• Page extract:

The ARC Prize Foundation introduced this month the newest iteration of its popular benchmark: ARC-AGI-2 (also known as the Abstraction and Reasoning Corpus). The latest benchmark test is even more challenging than the original called ARC-AGI-1, which launched in 2019.
According to Arc Prize Foundation President Greg Kamradt, “ARC-AGI-2 significantly raises the bar for AI.”
Examining the early scores
The ARC-AGI-2 benchmark is comprised of a series of puzzles for AI to solve. After giving the test to 400+ humans, the ARC Prize Foundation established a human baseline for its tests.
- Human panel: 60% average with a cost per task of $17.
Current generative AI tools, however, didn’t fare so well.
- OpenAI o1-pro: 1% with a cost per task of $200.
- OpenAI o3-mini-high: 0.0% with a cost per task of $0.41.
- OpenAI GPT-4.5: 0.0% with a cost per task of $0.29.

• Directions:
a. Repeat the passage from the ARC-AGI-2 article, from "- OpenAI o1-pro: 1%" to "task of $0.29.".
b. In the ARC-AGI-2 article, what average score did the human panel achieve?
c. Pick up the ARC-AGI-2 article at the point where it stops, and keep writing it.
The records play no part in this work.

• Data listing:
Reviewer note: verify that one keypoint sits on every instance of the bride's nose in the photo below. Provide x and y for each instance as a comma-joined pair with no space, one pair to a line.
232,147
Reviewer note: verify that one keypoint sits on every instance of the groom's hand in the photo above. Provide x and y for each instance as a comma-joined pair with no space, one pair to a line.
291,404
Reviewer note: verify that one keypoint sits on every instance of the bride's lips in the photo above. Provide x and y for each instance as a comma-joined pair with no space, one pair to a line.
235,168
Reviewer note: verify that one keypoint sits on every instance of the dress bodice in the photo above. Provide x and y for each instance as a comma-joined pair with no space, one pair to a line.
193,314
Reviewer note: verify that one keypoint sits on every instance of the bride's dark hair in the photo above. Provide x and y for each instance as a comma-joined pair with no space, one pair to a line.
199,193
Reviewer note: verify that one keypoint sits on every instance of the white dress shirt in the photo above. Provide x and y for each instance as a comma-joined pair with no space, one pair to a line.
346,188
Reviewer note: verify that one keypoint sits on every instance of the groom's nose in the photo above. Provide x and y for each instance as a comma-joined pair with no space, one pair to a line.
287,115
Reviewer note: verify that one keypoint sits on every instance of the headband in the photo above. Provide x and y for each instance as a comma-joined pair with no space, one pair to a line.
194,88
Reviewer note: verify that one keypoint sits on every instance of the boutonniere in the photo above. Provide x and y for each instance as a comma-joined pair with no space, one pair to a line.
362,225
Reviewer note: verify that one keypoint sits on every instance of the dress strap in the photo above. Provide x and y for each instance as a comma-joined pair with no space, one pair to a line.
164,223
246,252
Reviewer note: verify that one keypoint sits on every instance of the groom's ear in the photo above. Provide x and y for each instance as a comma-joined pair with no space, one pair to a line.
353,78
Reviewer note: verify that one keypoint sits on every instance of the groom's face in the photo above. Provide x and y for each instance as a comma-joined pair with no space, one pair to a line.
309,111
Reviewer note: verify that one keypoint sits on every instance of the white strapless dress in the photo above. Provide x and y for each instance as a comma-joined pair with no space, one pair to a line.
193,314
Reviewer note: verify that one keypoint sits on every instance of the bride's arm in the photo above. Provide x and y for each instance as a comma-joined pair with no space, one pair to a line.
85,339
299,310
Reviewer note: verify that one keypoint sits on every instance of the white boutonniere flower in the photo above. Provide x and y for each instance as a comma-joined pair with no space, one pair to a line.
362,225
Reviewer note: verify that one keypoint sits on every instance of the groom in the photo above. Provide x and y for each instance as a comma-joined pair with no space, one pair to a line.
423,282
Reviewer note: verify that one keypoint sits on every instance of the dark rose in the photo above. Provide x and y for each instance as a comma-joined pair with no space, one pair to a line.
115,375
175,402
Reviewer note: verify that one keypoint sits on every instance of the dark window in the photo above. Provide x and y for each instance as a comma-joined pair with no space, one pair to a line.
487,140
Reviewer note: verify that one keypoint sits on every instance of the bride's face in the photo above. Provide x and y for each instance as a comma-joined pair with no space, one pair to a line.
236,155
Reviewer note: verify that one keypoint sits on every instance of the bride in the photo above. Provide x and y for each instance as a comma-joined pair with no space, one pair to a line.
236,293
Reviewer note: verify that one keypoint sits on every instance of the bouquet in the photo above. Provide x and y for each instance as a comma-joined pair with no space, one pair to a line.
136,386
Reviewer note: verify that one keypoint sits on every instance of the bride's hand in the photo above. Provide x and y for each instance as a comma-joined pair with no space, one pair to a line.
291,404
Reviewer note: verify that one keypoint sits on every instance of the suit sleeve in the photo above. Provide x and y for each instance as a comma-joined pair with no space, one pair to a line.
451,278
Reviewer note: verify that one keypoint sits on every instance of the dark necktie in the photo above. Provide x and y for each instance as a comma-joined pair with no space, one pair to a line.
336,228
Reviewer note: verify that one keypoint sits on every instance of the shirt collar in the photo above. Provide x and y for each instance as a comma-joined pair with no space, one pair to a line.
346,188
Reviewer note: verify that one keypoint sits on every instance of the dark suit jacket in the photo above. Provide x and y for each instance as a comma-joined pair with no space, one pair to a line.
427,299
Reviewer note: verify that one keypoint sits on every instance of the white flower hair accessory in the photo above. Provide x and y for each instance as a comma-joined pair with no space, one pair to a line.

• Responses in order:
a.
- OpenAI o1-pro: 1% with a cost per task of $200.
- OpenAI o3-mini-high: 0.0% with a cost per task of $0.41.
- OpenAI GPT-4.5: 0.0% with a cost per task of $0.29.

b. The human panel averaged 60%.

c.
- DeepSeek-R1 and R1-Zero: 0.3% with a cost per task of $0.08.
- Anthropic Claude 3.7: 0.0% with a cost per task of $0.120.
- Google Gemini 2.0 Flash: 1.3% with a cost per task of $0.004.
The human panel vastly outperformed the large language models (LLMs) and AI systems that were evaluated using ARC-AGI-2. But what datasets did the tests use?
Analyzing the datasets
The ARC-AGI-2 benchmark comprises a total of four datasets.
- Training: 1,000 uncalibrated public tasks.
- Public Eval: 120 calibrated public tasks.
- Semi-Private Eval: 120 calibrated private tasks.
- Private Eval: 120 calibrated private tasks.
Tasks are considered calibrated when they are independent and identically distributed. This calibration approach, as detailed by TechCrunch, ensures that scores across these datasets remain directly comparable.
ARC Prize 2025: The grand prize is $700K
March 2025 also saw the announcement of ARC Prize 2025, which is based on the ARC-AGI-2 benchmarks and datasets. With a grand prize of $700,000, the competition challenges AI developers to attain an 85% accuracy rating on ARC-AGI-2’s private evaluation dataset.
In order to be eligible, the types of AI models competing for the prize can spend no more than $0.42 per task. Moreover, they must complete the evaluation without access to the internet.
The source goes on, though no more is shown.